▶ Exercise
Reproduce every one of the lines below word for word, with no changes.

▶ The input

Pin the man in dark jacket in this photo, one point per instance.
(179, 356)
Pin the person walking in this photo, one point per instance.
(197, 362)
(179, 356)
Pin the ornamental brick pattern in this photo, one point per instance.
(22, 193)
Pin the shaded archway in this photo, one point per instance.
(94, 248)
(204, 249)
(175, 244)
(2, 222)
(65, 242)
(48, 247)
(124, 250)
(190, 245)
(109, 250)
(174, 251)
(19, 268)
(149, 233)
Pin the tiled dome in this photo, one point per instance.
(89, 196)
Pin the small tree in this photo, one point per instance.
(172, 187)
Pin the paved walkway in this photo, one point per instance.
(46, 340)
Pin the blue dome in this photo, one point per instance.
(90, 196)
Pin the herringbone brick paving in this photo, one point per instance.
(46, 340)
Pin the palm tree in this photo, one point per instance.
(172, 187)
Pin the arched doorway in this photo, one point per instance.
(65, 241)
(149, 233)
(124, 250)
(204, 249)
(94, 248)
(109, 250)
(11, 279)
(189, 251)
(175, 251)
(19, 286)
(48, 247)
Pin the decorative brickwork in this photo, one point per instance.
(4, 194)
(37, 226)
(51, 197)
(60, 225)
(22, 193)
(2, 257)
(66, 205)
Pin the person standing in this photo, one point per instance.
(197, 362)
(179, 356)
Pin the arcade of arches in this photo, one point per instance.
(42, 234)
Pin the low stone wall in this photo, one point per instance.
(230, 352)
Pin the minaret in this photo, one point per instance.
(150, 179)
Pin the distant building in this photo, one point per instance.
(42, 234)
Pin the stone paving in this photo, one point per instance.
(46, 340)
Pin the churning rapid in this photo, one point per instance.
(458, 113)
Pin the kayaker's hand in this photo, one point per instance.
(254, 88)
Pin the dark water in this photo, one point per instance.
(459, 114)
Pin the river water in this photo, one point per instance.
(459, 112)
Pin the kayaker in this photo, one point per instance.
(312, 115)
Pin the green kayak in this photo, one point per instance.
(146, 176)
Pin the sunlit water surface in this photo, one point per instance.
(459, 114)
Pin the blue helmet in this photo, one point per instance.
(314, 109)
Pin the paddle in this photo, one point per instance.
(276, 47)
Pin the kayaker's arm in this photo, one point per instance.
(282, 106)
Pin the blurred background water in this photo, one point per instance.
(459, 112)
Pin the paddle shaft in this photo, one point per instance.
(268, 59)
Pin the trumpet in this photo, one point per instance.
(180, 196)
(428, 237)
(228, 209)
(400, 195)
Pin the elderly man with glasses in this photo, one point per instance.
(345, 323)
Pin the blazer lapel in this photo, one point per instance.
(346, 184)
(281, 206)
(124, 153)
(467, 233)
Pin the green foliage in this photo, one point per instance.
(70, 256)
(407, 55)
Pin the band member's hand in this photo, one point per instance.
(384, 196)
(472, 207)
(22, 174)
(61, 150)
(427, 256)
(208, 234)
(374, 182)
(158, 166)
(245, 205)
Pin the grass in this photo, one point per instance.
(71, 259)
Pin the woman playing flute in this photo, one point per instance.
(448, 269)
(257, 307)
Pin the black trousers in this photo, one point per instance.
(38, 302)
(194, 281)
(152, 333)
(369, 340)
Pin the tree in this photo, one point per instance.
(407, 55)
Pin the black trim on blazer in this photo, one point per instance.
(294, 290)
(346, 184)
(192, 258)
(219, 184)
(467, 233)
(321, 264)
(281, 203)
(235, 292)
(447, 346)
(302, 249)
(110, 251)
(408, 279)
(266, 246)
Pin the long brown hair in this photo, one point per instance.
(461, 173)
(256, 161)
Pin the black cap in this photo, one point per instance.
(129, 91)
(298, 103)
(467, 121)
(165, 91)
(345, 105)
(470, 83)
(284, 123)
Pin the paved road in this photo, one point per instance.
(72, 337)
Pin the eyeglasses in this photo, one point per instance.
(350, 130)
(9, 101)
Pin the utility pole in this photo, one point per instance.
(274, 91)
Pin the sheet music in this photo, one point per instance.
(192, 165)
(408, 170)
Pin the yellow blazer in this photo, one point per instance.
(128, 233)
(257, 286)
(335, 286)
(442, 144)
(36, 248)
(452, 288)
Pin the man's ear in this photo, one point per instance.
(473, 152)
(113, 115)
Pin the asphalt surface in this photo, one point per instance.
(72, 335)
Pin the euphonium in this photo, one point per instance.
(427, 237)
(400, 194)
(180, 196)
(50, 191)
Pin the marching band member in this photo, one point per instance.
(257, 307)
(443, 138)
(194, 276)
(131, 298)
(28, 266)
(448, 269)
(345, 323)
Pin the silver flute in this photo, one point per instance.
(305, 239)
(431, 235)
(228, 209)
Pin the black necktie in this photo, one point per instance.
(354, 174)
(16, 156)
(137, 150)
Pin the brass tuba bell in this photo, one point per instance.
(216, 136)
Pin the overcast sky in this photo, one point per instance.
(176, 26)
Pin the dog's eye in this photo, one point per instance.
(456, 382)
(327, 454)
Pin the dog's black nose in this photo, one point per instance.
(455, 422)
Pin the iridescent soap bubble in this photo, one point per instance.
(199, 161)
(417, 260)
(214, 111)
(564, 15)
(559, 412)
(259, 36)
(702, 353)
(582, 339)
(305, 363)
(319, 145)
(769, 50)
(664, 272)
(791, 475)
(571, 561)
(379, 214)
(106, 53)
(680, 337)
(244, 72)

▶ Answer below
Pin the man in dark jacket in this photo, one point per instance.
(179, 356)
Pin the person walking in this photo, one point per instance.
(197, 362)
(179, 356)
Pin the ornamental brick pattern in this photo, one point per instance.
(22, 193)
Pin the shaded archway in this photo, one point per instance.
(94, 248)
(204, 249)
(175, 244)
(2, 222)
(65, 242)
(48, 247)
(124, 250)
(190, 245)
(109, 250)
(174, 251)
(19, 268)
(149, 233)
Pin the tiled dome in this photo, one point per instance.
(89, 196)
Pin the small tree in this photo, one point per instance.
(172, 187)
Pin the paved walkway in this photo, one point per instance.
(46, 340)
Pin the blue dome in this photo, one point per instance.
(90, 196)
Pin the herringbone brick paving in this photo, one point per instance.
(46, 340)
Pin the palm tree in this photo, one point per instance.
(172, 187)
Pin the arched doorway in this photo, one point per instance.
(65, 241)
(149, 233)
(124, 250)
(204, 249)
(94, 248)
(109, 250)
(11, 279)
(189, 251)
(175, 251)
(19, 286)
(48, 247)
Pin the decorative brickwork in this photo, one point per instance.
(4, 194)
(37, 226)
(51, 197)
(60, 225)
(22, 193)
(2, 257)
(66, 205)
Pin the person standing in this photo, one point per instance.
(197, 362)
(179, 356)
Pin the arcade of arches in this photo, one point per instance.
(42, 234)
Pin the low stone wall in this photo, one point per instance.
(230, 352)
Pin the minaret in this photo, one point per instance.
(150, 179)
Pin the distant building in this photo, one point per instance.
(42, 234)
Pin the stone paving in this photo, one point per instance.
(46, 340)
Pin the churning rapid in this photo, one point per instance.
(458, 113)
Pin the kayaker's hand in this photo, one point per instance.
(254, 88)
Pin the dark water in this photo, one point per instance.
(459, 114)
Pin the river water in this photo, one point per instance.
(459, 112)
Pin the kayaker in this photo, one point per instance.
(312, 115)
Pin the green kayak in this photo, one point per instance.
(146, 176)
Pin the sunlit water surface in this photo, one point per instance.
(459, 114)
Pin the blue helmet in this photo, one point per instance.
(314, 109)
Pin the paddle in this photo, one point per instance.
(276, 47)
Pin the kayaker's arm in this photo, one point per instance.
(282, 106)
Pin the blurred background water in this photo, one point per instance.
(459, 112)
Pin the paddle shaft in this photo, one point per instance.
(268, 59)
Pin the trumpet in this photo, one point per instance.
(180, 196)
(428, 237)
(228, 209)
(400, 195)
Pin the elderly man with glasses in this photo, one point per instance.
(345, 323)
Pin the blazer lapel in this photo, one point per instance.
(346, 184)
(281, 206)
(124, 153)
(467, 233)
Pin the green foliage in this photo, one point per instance.
(70, 256)
(407, 55)
Pin the band member's hand in this photo, one point per instance.
(384, 196)
(472, 207)
(22, 174)
(61, 150)
(427, 256)
(208, 234)
(374, 182)
(158, 166)
(245, 205)
Pin the grass in this photo, one point per instance.
(71, 259)
Pin the woman playing flute in this photo, one point per instance.
(448, 269)
(257, 307)
Pin the black trousers in this photo, one point per instance.
(38, 302)
(194, 281)
(152, 333)
(369, 340)
Pin the tree in this photo, one point per instance.
(407, 55)
Pin the black trim on blazer in this photo, one point per instance.
(294, 290)
(346, 184)
(192, 258)
(219, 184)
(467, 233)
(321, 264)
(281, 203)
(235, 292)
(447, 346)
(302, 249)
(110, 251)
(408, 279)
(266, 246)
Pin the long brown hair in this photo, one point per instance.
(461, 173)
(256, 161)
Pin the black cap in this photo, one point per instance.
(129, 91)
(298, 103)
(467, 121)
(165, 91)
(345, 105)
(470, 83)
(284, 123)
Pin the paved road in this photo, one point per instance.
(72, 337)
Pin the eyeglasses in this photo, one point per instance.
(350, 130)
(9, 101)
Pin the utility pole in this photo, one point per instance.
(274, 91)
Pin the sheet music in this photo, one point per instance.
(192, 165)
(408, 170)
Pin the yellow blazer in this photo, one point per instance.
(128, 233)
(257, 286)
(335, 286)
(442, 144)
(36, 248)
(452, 288)
Pin the man's ear in this photo, one point per instance.
(473, 152)
(113, 115)
Pin the asphalt surface in this photo, one point per instance.
(72, 335)
Pin the euphonium in this photo, one point per instance.
(427, 237)
(400, 194)
(180, 196)
(50, 191)
Pin the marching band member in this photo, one point per instance.
(257, 307)
(443, 138)
(194, 276)
(131, 298)
(28, 266)
(448, 269)
(345, 323)
Pin the silver flute in this photo, one point per instance.
(305, 239)
(431, 235)
(228, 209)
Pin the black necktie in this photo, one point per instance.
(354, 174)
(16, 156)
(137, 150)
Pin the brass tuba bell in this photo, one point per instance.
(216, 136)
Pin the overcast sky in this photo, one point per instance.
(176, 26)
Pin the dog's eye in this photo, one point per instance.
(456, 382)
(327, 454)
Pin the dog's black nose in this photo, one point per instance.
(455, 422)
Pin the iridescent soap bubble in this photo, one point per instance.
(199, 161)
(417, 260)
(214, 111)
(564, 15)
(559, 412)
(259, 36)
(702, 353)
(582, 339)
(305, 363)
(319, 145)
(769, 50)
(664, 272)
(791, 475)
(571, 561)
(379, 214)
(106, 53)
(680, 337)
(244, 72)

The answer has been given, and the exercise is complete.